*** Opening of Data extracts ***
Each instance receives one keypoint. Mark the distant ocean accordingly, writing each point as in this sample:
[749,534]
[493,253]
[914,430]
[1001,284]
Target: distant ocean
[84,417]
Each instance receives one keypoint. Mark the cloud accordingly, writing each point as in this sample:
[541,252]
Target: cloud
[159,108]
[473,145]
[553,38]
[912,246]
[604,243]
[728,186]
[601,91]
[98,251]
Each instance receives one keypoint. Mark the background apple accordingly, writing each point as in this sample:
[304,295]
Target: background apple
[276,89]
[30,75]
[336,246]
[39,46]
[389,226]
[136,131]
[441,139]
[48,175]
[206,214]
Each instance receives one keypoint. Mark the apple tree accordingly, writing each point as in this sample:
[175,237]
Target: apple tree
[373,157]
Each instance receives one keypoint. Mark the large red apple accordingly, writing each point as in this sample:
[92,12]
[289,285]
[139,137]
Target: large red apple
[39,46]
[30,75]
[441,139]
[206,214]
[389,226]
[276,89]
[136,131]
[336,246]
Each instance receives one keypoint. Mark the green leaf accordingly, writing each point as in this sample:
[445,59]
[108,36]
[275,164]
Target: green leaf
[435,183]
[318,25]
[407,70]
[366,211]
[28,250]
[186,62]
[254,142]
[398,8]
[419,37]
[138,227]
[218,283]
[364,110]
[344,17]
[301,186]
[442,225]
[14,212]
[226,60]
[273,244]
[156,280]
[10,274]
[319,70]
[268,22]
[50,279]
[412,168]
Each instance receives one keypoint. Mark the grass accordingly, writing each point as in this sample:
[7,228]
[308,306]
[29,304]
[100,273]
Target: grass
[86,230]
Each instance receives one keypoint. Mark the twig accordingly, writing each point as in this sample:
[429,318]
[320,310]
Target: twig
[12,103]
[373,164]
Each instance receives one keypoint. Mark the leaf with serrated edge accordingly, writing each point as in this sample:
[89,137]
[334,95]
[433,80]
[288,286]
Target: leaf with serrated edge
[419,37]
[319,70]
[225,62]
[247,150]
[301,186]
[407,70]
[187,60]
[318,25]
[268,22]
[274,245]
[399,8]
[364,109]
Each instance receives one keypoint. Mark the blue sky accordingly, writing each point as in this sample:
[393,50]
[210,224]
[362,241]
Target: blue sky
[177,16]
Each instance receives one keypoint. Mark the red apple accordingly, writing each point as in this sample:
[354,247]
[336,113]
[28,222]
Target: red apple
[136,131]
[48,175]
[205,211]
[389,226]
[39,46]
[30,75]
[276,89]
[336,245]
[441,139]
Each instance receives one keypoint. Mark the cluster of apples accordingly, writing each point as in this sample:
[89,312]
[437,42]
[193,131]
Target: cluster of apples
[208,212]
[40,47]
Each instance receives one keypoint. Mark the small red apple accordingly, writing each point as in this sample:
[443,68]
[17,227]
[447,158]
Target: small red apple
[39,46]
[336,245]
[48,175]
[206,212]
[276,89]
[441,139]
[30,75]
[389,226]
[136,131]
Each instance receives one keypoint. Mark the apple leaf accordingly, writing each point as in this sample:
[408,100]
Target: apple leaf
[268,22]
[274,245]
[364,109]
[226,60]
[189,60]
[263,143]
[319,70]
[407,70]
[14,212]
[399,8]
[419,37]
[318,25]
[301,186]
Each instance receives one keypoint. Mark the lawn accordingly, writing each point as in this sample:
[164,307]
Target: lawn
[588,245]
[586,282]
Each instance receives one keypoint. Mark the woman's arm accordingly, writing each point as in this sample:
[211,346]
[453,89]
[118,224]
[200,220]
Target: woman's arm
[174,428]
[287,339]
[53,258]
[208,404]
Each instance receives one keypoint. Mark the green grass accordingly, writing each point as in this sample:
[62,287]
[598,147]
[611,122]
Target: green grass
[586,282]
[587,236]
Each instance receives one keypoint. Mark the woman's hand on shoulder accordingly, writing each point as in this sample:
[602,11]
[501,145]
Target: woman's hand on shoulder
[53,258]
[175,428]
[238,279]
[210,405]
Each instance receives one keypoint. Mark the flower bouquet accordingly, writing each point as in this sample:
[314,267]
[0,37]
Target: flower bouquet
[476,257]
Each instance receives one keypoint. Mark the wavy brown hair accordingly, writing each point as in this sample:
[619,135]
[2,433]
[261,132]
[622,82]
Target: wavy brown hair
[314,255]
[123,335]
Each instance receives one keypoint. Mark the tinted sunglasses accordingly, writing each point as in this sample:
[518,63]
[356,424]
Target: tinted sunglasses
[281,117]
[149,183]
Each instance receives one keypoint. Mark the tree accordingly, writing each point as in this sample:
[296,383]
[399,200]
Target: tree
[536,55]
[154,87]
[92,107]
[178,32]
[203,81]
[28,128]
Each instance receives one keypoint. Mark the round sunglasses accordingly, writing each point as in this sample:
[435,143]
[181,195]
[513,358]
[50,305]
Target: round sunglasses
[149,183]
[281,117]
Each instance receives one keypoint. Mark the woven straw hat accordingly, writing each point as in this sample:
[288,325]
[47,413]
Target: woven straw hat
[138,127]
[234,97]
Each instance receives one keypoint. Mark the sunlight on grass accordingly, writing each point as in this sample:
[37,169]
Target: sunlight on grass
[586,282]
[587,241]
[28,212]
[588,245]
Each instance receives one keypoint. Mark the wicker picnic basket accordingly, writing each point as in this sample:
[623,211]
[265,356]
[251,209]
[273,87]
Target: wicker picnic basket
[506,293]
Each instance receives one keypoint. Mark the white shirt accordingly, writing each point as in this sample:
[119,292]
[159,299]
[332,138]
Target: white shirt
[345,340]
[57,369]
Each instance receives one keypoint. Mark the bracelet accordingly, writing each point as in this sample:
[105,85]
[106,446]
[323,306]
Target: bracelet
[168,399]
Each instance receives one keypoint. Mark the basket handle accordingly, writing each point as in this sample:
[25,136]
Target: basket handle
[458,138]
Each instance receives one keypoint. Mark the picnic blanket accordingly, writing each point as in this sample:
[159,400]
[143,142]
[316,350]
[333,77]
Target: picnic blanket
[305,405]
*** Close of Data extracts ***
▶ _Assignment_
Retype the data. Every line must match the original exactly.

▶ _Expected answer_
Each instance receives one keypoint. Mark the distant ocean accordingly, writing each point as in this sample:
[749,534]
[493,253]
[914,430]
[1001,284]
Target: distant ocean
[84,417]
Each instance receives one keypoint. Mark the cloud accordingly, writing each point as in this sample:
[541,252]
Target: cloud
[159,108]
[473,145]
[553,38]
[912,246]
[604,243]
[728,186]
[601,91]
[98,251]
Each instance receives one keypoint. Mark the background apple accordingly, writing each point as in this sample:
[304,295]
Target: background apple
[276,89]
[30,75]
[336,246]
[39,46]
[389,226]
[136,131]
[441,139]
[48,175]
[206,214]
Each instance receives one keypoint. Mark the apple tree accordingly, writing each point as in this sample:
[175,237]
Target: apple tree
[373,157]
Each instance receives one keypoint. Mark the large red apple accordingly, writing each point as in this sample:
[92,12]
[289,285]
[139,137]
Target: large red apple
[39,46]
[30,75]
[441,139]
[206,214]
[389,226]
[276,89]
[136,131]
[336,246]
Each instance receives one keypoint. Mark the green leaf accordingly, writing each point as in this sample:
[445,59]
[108,36]
[275,164]
Target: green leaf
[435,183]
[318,25]
[407,70]
[366,211]
[28,250]
[186,62]
[254,142]
[398,8]
[419,37]
[138,227]
[218,283]
[364,110]
[344,17]
[301,186]
[442,225]
[14,212]
[226,60]
[273,244]
[156,280]
[10,274]
[319,70]
[268,22]
[50,279]
[412,168]
Each instance receives one keypoint. Mark the grass accordingly, writing each point as in this sample:
[7,228]
[308,306]
[29,304]
[100,273]
Target: grass
[86,230]
Each instance receives one keypoint. Mark the twig accordingly, writing each point as in this sample:
[429,318]
[320,310]
Target: twig
[12,103]
[373,164]
Each instance receives one keypoint. Mark the leaf with serrated edge accordingly, writing each point as in this sample:
[89,137]
[334,95]
[433,80]
[288,286]
Target: leaf with serrated edge
[419,37]
[319,70]
[225,62]
[247,150]
[301,186]
[407,70]
[187,60]
[318,25]
[268,22]
[274,245]
[399,8]
[364,109]
Each instance receives one keypoint. Mark the blue sky accordingly, writing each point as in this sample:
[393,50]
[210,224]
[362,241]
Target: blue sky
[177,16]
Each instance receives one keypoint. Mark the red apple accordingly, writing each point as in this sample:
[354,247]
[336,113]
[28,222]
Target: red apple
[136,131]
[48,175]
[205,211]
[389,226]
[39,46]
[30,75]
[276,89]
[336,245]
[441,139]
Each instance receives one keypoint. Mark the cluster of apples accordingly, writing each point as in this sample:
[89,312]
[437,42]
[193,131]
Target: cluster of apples
[208,212]
[40,47]
Each instance receives one keypoint. Mark the small red apple accordingly, writing each point as in this sample:
[443,68]
[17,227]
[447,158]
Target: small red apple
[39,46]
[336,245]
[48,175]
[206,212]
[276,89]
[441,139]
[30,75]
[389,226]
[136,131]
Each instance receives one keypoint. Mark the apple leaf accordingly, writing each point as in this sample:
[408,100]
Target: apple leaf
[268,22]
[274,245]
[364,109]
[226,60]
[189,60]
[263,143]
[319,70]
[407,70]
[14,212]
[399,8]
[419,37]
[318,25]
[301,186]
Each instance receives one keypoint. Mark the lawn accordingly, writing each point as in this sample:
[164,307]
Target: lawn
[588,245]
[586,282]
Each instance receives one keypoint. Mark the woman's arm accordingly, writing each point as in this sample:
[211,346]
[453,89]
[118,224]
[200,220]
Target: woman's arm
[174,428]
[287,339]
[53,258]
[208,404]
Each instance receives one keypoint. Mark the green grass accordingly, writing each point as in this sample:
[62,287]
[598,147]
[611,122]
Target: green grass
[586,282]
[587,236]
Each instance receives one keypoint. Mark the woman's hand on shoulder accordingly, writing each point as in this sample:
[602,11]
[501,145]
Target: woman's hand on shoulder
[53,258]
[175,428]
[238,279]
[210,405]
Each instance receives one keypoint. Mark the flower bouquet accordingly, writing each point as in this sample:
[314,267]
[0,37]
Target: flower bouquet
[476,257]
Each instance receives one keypoint. Mark the wavy brown hair accordingly, writing each point as in this sample:
[619,135]
[2,433]
[261,132]
[622,82]
Target: wavy brown hair
[314,255]
[123,335]
Each instance receives one keypoint. Mark the tinted sunglasses accordingly, writing each point as in this sample:
[518,63]
[356,424]
Target: tinted sunglasses
[281,117]
[149,183]
Each instance receives one keypoint. Mark the tree accordingly, writing each point as in this sample:
[296,383]
[399,200]
Target: tree
[536,55]
[154,87]
[92,107]
[178,32]
[203,81]
[28,128]
Each instance receives one keypoint. Mark the round sunglasses accordingly, writing each point as in this sample:
[435,143]
[181,195]
[513,358]
[50,305]
Target: round sunglasses
[149,183]
[281,117]
Each instance receives one keypoint. Mark the woven straw hat accordingly, writing each point as in this sample:
[288,325]
[47,413]
Target: woven straw hat
[138,127]
[234,97]
Each instance receives one keypoint. Mark the sunlight on grass accordingly, writing each point as in this sample:
[37,169]
Target: sunlight on grass
[586,282]
[587,241]
[28,212]
[588,245]
Each instance receives one keypoint. Mark the wicker picnic basket accordingly, writing each point as in this sample:
[623,211]
[265,356]
[251,209]
[273,87]
Target: wicker picnic basket
[506,293]
Each instance receives one keypoint. Mark the white shirt accordingly, writing each point as in this sample:
[119,292]
[159,299]
[332,138]
Target: white shirt
[345,340]
[57,369]
Each instance receives one keypoint. Mark the bracelet accordingly, writing each point as in this sample:
[105,85]
[106,446]
[323,306]
Target: bracelet
[168,399]
Each instance receives one keypoint. Mark the basket handle accordingly, writing each point as in this sample:
[25,136]
Target: basket handle
[458,138]
Each instance receives one keypoint. Mark the picnic blanket accordingly, writing each point as in this sample:
[159,400]
[143,142]
[316,350]
[333,77]
Target: picnic blanket
[305,405]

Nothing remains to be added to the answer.